(WHAT YOU NEED TO DO): Under this task are some entries; return every one of them exactly.
** begin DATASET EXTRACT **
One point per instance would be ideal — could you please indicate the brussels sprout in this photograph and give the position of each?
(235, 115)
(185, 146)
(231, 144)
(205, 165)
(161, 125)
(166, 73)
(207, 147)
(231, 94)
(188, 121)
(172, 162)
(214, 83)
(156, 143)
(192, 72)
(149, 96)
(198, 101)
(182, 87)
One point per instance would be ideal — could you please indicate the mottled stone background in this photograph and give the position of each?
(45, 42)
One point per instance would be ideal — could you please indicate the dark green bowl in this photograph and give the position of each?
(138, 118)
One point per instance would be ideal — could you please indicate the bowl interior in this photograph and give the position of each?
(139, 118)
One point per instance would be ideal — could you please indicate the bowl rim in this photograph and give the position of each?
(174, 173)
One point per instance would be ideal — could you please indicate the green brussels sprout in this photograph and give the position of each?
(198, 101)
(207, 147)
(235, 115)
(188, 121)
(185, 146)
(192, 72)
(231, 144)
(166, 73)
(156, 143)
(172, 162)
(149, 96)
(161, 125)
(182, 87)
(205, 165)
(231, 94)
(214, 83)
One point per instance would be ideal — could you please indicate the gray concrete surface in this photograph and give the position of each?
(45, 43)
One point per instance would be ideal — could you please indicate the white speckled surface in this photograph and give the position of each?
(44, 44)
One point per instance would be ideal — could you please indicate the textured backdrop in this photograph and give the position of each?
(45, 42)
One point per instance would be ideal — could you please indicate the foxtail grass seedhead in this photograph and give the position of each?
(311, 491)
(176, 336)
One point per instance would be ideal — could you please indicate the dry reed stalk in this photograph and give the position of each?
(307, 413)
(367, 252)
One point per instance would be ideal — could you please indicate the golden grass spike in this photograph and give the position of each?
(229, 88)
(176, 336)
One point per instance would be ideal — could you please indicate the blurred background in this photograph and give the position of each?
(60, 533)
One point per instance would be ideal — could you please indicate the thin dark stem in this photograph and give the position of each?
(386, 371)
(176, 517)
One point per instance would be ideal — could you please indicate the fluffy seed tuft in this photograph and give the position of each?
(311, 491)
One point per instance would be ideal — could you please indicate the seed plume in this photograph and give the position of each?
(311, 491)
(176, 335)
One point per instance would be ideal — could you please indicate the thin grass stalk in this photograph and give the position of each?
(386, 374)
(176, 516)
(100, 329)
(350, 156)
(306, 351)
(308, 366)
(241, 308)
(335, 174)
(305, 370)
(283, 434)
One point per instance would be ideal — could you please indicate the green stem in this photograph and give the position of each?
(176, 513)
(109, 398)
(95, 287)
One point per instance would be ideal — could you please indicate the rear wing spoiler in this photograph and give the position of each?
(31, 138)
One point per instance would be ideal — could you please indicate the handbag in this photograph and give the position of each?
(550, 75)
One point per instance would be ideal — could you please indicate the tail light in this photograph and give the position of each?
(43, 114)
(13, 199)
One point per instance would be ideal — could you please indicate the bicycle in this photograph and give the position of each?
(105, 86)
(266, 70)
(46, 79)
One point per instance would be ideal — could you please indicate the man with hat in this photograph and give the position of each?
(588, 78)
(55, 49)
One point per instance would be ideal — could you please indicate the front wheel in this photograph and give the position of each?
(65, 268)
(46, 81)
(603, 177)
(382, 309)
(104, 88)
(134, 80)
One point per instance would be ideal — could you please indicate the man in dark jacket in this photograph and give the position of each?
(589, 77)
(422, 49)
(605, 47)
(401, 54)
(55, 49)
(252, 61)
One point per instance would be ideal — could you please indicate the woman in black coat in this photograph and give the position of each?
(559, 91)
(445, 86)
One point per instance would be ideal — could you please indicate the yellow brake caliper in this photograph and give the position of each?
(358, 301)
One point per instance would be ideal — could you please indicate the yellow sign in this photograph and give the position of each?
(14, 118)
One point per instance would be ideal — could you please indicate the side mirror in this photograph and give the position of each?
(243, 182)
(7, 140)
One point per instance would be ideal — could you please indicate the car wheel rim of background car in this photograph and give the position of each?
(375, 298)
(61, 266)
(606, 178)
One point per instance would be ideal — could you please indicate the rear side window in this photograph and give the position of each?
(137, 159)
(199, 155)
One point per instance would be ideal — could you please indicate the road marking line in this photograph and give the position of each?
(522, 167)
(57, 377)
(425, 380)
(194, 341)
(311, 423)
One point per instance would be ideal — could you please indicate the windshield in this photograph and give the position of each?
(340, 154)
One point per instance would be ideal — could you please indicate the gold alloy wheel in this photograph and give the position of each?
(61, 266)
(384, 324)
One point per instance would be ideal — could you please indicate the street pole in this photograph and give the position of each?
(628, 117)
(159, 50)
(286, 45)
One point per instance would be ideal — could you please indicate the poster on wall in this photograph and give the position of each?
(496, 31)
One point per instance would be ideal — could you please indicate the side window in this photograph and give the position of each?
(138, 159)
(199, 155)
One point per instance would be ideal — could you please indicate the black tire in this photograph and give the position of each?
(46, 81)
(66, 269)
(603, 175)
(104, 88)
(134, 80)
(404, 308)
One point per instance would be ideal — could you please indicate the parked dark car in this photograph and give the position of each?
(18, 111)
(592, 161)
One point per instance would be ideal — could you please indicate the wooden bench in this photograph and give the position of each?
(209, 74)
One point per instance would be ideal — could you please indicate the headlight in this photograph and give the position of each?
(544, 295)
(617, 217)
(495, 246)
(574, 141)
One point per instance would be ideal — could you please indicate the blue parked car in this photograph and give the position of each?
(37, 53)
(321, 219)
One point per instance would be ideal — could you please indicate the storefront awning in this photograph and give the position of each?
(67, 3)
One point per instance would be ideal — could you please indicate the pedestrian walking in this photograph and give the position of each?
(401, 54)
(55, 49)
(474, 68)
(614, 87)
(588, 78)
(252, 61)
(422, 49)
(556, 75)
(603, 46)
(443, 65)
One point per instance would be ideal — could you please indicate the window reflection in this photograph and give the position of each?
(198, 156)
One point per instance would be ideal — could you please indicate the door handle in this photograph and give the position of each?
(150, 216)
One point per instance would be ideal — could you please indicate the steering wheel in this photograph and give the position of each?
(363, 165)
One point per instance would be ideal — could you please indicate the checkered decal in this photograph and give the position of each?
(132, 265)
** end DATASET EXTRACT **
(ANSWER TO THIS PROBLEM):
One point per instance would be ideal — could you please indicate the brussels sprout in this photograph and give the position of each?
(235, 115)
(185, 146)
(231, 144)
(205, 165)
(161, 125)
(166, 73)
(207, 147)
(231, 94)
(188, 121)
(172, 162)
(214, 83)
(156, 143)
(192, 72)
(149, 96)
(198, 101)
(182, 87)
One point per instance would be ideal — could you please indicate the mottled stone background in this photograph and give the position of each?
(45, 42)
One point per instance would be ideal — could you please indicate the dark green bowl in this photograph and give the position of each?
(138, 118)
One point per instance would be ideal — could you please indicate the bowl interior in this photograph and give the position of each?
(139, 118)
One point per instance would be ideal — could you please indicate the bowl rim in this photograph and give the position of each?
(174, 173)
One point per instance would be ideal — could you please indicate the green brussels sprout in this photograph and give the position of each?
(198, 101)
(207, 147)
(235, 115)
(188, 121)
(185, 146)
(192, 72)
(231, 144)
(166, 73)
(156, 143)
(172, 162)
(149, 96)
(161, 125)
(182, 87)
(205, 165)
(231, 94)
(214, 83)
One point per instance would be ideal — could you please indicate the gray concrete surface in this photograph and give the position of each?
(45, 43)
One point per instance would be ideal — could you please indicate the white speckled surface in this photograph and give the position of each?
(44, 44)
One point per instance would be ideal — could you please indicate the textured backdrop in this photograph and give the position of each?
(45, 42)
One point per instance would be ideal — could you please indicate the foxtail grass seedhead in this photograph and give the position of each?
(311, 491)
(176, 336)
One point per instance would be ideal — could you please indicate the dry reed stalk in this photograph and give the position of each?
(307, 413)
(367, 252)
One point per instance would be ideal — could you please indicate the golden grass spike in this photograph and give the position of each?
(229, 88)
(176, 336)
One point per instance would be ideal — could you please indicate the blurred background in this photograph and give the position of each?
(60, 533)
One point per instance would be ideal — could you please indicate the thin dark stem in this photograph and give the position of each?
(386, 371)
(176, 517)
One point per instance would be ideal — could you please indicate the fluffy seed tuft in this photograph and give the position of each?
(311, 491)
One point per instance would be ideal — could you please indicate the seed plume in this photograph and give the position of each?
(311, 491)
(176, 335)
One point per instance would be ideal — could you please indicate the thin grass stalk in this photograph and give the position of each?
(386, 374)
(176, 516)
(100, 329)
(350, 156)
(306, 351)
(308, 366)
(241, 308)
(335, 174)
(305, 370)
(283, 434)
One point per instance would be ideal — could you please indicate the green stem in this photograph and give the position of each?
(176, 513)
(109, 398)
(95, 287)
One point per instance would be ideal — could you please indicate the rear wing spoiler in this photograph and give the position of each?
(31, 138)
One point per instance would be ideal — could you please indicate the handbag in this photograph and give the position of each?
(550, 75)
One point per instance would be ideal — could you please indicate the tail light in this photograph and give the position of each?
(43, 114)
(13, 199)
One point per instance would be ideal — could you please indicate the bicycle in this photograph and give the position of each?
(105, 86)
(266, 70)
(46, 79)
One point per instance would be ideal — could you please indicate the man with hat in this photograph and give the position of each?
(588, 78)
(55, 49)
One point per instance would be ideal — could you please indicate the front wheel in this photograph and give the position of each?
(65, 268)
(46, 81)
(603, 177)
(382, 309)
(104, 88)
(134, 80)
One point per instance would be ideal — could you please indicate the man in dark jacket in this photograph and give the position of each?
(589, 77)
(422, 49)
(605, 47)
(401, 54)
(55, 49)
(252, 61)
One point per instance would be ideal — could you please indicate the woman in black coat in this photograph and give the position of each?
(559, 91)
(445, 86)
One point per instance would be ideal — could you please indicate the yellow brake caliper in this photograph and give the position of each?
(358, 301)
One point per instance would be ideal — could you please indicate the yellow sign in this photograph and give the position of each?
(14, 118)
One point per instance would be ideal — could you please indicate the side mirror in this photograph and give the position of each?
(243, 182)
(7, 140)
One point per instance would be ideal — could you please indicate the car wheel rim of background car in this photograph and give the position of each?
(375, 298)
(61, 266)
(606, 178)
One point per instance would be ideal — could you please indicate the rear side window in this photograph and give the position of each?
(137, 159)
(199, 155)
One point per instance would be ideal — could you please indicate the road marking line in this photograph and give the position of each?
(522, 167)
(57, 377)
(425, 380)
(194, 341)
(311, 423)
One point per instance would be ideal — could you please indicate the windshield in this photograph and give the position of each?
(340, 154)
One point per instance would be ideal — could you please indicate the gold alloy wheel in this photograph and give the position of each?
(61, 266)
(384, 324)
One point per instance would be ideal — could you please indicate the street pole in this photograph and give the position of each?
(628, 117)
(159, 50)
(286, 45)
One point per instance would be ideal — could you please indicate the poster on wall in this photograph and give the position of each?
(496, 31)
One point per instance would be ideal — could you please indicate the side window in this photograph and give the position of each?
(138, 159)
(199, 155)
One point per instance would be ideal — could you please indicate the black tire in this photograph and give the position of each?
(46, 81)
(66, 269)
(603, 175)
(104, 88)
(134, 80)
(404, 308)
One point per instance would be ideal — could you please indicate the parked dark car in this photograph and give the position of each?
(18, 111)
(592, 161)
One point per instance would be ideal — could you please indicate the wooden bench in this photograph and give the position of each?
(209, 74)
One point per instance would be ideal — could you please indicate the headlight in this photograph and give the position of each?
(544, 295)
(617, 217)
(495, 246)
(574, 141)
One point per instance would be ideal — could you please indicate the blue parked car in this photograph and give the position of each?
(37, 53)
(321, 219)
One point per instance would be ideal — could you please indicate the storefront awning in this photograph and give the position of each?
(67, 3)
One point per instance would be ideal — could you please indicate the pedestrian walking in this photograph and give the position of each?
(401, 54)
(55, 49)
(474, 68)
(614, 87)
(588, 78)
(252, 61)
(422, 49)
(556, 75)
(603, 46)
(443, 65)
One point per instance would be ideal — could you please indicate the window reflection in this photograph and give the position of each?
(198, 156)
One point per instance would be ideal — could you please indicate the door handle in this photograph and give the position of each?
(150, 216)
One point per instance would be ideal — could you please indicate the steering wheel in this photograph and give the position of each?
(363, 165)
One point per instance would be ideal — could you please indicate the checkered decal in this photograph and give the position of each?
(132, 265)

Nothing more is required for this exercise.